=== WHAT IS NEEDED ===
Return every line below exactly.

=== Dataset records ===
[Start of Attachment]
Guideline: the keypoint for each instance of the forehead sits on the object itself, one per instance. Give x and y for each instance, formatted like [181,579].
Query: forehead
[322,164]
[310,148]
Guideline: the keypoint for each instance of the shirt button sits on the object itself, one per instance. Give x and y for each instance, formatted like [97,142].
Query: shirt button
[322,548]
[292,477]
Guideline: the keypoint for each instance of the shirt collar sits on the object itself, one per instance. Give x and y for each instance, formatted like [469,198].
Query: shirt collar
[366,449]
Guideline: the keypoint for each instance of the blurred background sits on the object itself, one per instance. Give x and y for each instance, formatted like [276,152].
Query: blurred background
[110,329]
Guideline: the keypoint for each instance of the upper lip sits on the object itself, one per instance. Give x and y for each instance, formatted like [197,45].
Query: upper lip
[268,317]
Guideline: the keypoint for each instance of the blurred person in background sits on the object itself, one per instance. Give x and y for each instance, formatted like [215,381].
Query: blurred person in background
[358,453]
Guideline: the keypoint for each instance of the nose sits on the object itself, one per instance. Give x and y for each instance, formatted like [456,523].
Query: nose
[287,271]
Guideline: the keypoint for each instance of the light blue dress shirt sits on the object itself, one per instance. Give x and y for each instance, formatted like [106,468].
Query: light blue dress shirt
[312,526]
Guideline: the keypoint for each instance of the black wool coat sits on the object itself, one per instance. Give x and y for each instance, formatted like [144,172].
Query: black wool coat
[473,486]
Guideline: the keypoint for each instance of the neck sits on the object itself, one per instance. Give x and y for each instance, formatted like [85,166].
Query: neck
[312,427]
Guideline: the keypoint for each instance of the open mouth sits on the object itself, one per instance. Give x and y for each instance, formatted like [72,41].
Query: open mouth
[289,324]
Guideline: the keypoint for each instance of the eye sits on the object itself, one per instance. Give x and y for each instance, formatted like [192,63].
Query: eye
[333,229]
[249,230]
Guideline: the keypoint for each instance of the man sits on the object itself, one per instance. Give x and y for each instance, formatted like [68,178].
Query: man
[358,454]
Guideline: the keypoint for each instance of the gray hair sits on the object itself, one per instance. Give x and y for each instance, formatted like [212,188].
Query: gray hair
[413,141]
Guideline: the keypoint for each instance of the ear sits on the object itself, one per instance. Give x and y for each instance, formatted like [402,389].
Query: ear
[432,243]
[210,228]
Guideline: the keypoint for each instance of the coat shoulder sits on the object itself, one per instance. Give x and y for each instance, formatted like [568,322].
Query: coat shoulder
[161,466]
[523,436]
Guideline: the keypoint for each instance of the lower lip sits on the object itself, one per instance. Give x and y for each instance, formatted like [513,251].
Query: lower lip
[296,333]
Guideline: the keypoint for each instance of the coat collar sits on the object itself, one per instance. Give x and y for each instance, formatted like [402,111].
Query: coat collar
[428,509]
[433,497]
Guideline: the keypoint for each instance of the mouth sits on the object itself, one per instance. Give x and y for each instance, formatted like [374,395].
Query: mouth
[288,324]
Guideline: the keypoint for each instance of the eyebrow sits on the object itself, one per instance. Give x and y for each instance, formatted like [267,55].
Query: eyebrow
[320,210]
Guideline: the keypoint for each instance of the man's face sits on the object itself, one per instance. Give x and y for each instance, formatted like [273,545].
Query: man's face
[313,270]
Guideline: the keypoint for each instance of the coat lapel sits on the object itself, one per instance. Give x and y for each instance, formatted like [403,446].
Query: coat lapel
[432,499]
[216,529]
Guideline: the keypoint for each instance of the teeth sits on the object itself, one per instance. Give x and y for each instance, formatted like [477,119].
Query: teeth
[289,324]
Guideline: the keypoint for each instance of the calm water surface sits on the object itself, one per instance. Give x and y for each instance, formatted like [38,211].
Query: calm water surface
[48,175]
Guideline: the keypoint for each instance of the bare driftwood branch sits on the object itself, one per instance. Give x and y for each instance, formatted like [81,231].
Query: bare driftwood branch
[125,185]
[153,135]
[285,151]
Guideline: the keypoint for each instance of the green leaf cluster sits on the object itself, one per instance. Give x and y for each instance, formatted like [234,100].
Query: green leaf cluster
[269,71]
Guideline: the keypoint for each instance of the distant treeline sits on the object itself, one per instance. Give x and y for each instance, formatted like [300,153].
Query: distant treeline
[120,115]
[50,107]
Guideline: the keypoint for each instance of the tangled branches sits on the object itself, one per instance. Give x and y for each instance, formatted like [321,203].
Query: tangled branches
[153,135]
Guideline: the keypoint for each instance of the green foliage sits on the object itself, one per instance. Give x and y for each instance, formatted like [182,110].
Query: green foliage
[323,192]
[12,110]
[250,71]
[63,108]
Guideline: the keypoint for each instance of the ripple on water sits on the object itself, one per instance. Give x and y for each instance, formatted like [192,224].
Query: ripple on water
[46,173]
[End of Attachment]
=== ANSWER BOX ===
Guideline: the keypoint for each instance of the forehead sits on the object itself, one per instance. Give x and y for each instance, formatted like [181,579].
Query: forehead
[322,164]
[310,148]
Guideline: the keypoint for each instance of the shirt button sits on the object itself, one per instance. Give x and y for each instance, formatted like [97,142].
Query: shirt button
[322,548]
[292,477]
Guideline: the keypoint for each instance of the shirt collar sits on the object itself, one per instance. Give x and y for each instance, formatted like [469,198].
Query: shirt collar
[366,449]
Guideline: the keypoint for each instance of the blurred background sits on the object itself, one per instance. Give x and y for each instance, formatted like [276,152].
Query: blurred background
[110,329]
Guideline: the keypoint for each instance of the upper lip sits on the object itself, one per instance. Give x and y for each instance, formatted like [197,45].
Query: upper lip
[268,317]
Guideline: the keypoint for each instance of the blurred person in background sits on the object itself, one per instance. Give x and y for each instance, formatted like [215,381].
Query: blurred person in background
[358,453]
Guideline: the keypoint for each instance of the nose sits on the object itself, one per instance. Give x and y for each instance, formatted like [456,523].
Query: nose
[287,271]
Guideline: the keypoint for each instance of the light blue dress shirt sits on the object itself, one per instance. Give x and y for each instance, formatted like [106,468].
Query: light blue dress shirt
[312,526]
Guideline: the keypoint for each instance of the black wool coat sits on the object itself, one per instance. Give x and y for each instance, formatted like [144,172].
Query: black wool coat
[473,486]
Guideline: the keypoint for each instance of the neck sits on the object itself, one per instance. Give x and y for each instance, formatted like [85,166].
Query: neck
[312,427]
Guideline: the keypoint for each instance of the open mouth sits on the object itself, one per instance. Give x and y for each instance, formatted like [72,41].
Query: open mouth
[289,324]
Guideline: the keypoint for each instance of the eye sits on the object itself, one per instance. Give x and y for each instance, formatted like [192,63].
Query: eye
[333,229]
[249,230]
Guideline: the keypoint for each instance of the man sits on the object itself, one per instance. Give x and y for each instance, formatted like [68,178].
Query: man
[358,454]
Guideline: the keypoint for each instance of the gray hair sits on the object itself, one per instance. Give x and y for each instance, formatted like [212,188].
Query: gray hair
[413,141]
Guideline: the keypoint for each instance of the ear sits on the object itself, one per instance. Give x and y for each instance, formatted like [402,389].
Query: ear
[432,243]
[210,228]
Guideline: the keypoint for each instance of the coat shoulder sits on the object itself, one per instance. Give x and y for each instance, formatted like [568,322].
Query: coat shoulder
[161,466]
[523,436]
Guideline: the keypoint for each instance of the lower lip sits on the object itself, one per instance. Give x and y for each instance, formatted like [513,251].
Query: lower lip
[296,333]
Guideline: the keypoint for each instance of the coat collar sits on the object itself, one per instance. Give x and y for each instance, formatted like [402,111].
Query: coat collar
[428,509]
[433,497]
Guideline: the keypoint for each instance of the mouth sits on the object itself, one per instance. Give x and y for each instance, formatted like [374,395].
Query: mouth
[288,324]
Guideline: the keypoint for each instance of the eyebrow sits on the object itself, one per instance. Give x and y for each instance, formatted like [267,55].
Query: eyebrow
[320,210]
Guideline: the keypoint for each instance of the man's face sits on the object itself, one per instance. Give x and y for each instance, formatted like [273,545].
Query: man's face
[313,270]
Guideline: the keypoint for each instance of the coat lapel sits on the object itself, one per instance. Give x and y for each instance, formatted like [403,446].
Query: coat lapel
[432,499]
[216,529]
Guideline: the keypoint for each instance of the teeth sits on the object itself, one per instance. Give x and y for each instance, formatted like [477,119].
Query: teeth
[289,324]
Guideline: the keypoint for each instance of the calm water surface sits on the object itself, one per instance. Give x and y for each instance, formatted like [38,211].
Query: calm water surface
[48,175]
Guideline: the keypoint for each instance of the bare driftwood branch sits on the object itself, one per instance. Give x and y for each instance, formatted like [81,231].
Query: bare driftwood branch
[125,185]
[153,135]
[285,151]
Guideline: the keypoint for each instance of the green leaf cluster sits on the object itself, one per instance. Give x and y for each instance, formatted like [234,100].
Query: green leaf cluster
[269,71]
Guideline: the keypoint for each instance of the distant treeline sits on the object itself, one per instance. Give x and y for each instance, formatted like [300,153].
Query: distant treeline
[120,115]
[50,107]
Guideline: the keypoint for each instance of the tangled branches sits on the object itself, one per instance. Give x and y for each instance, formatted like [321,203].
Query: tangled branches
[153,135]
Guideline: the keypoint for each instance of the green foliage sits on the object itself, one per instance. Give x and y for each instance, formatted like [182,110].
Query: green foliage
[323,192]
[12,110]
[250,71]
[63,108]
Guideline: the keypoint for each instance of the ripple on water sits on the object itself, one per instance. Give x and y for each instance, formatted like [192,224].
Query: ripple on water
[46,173]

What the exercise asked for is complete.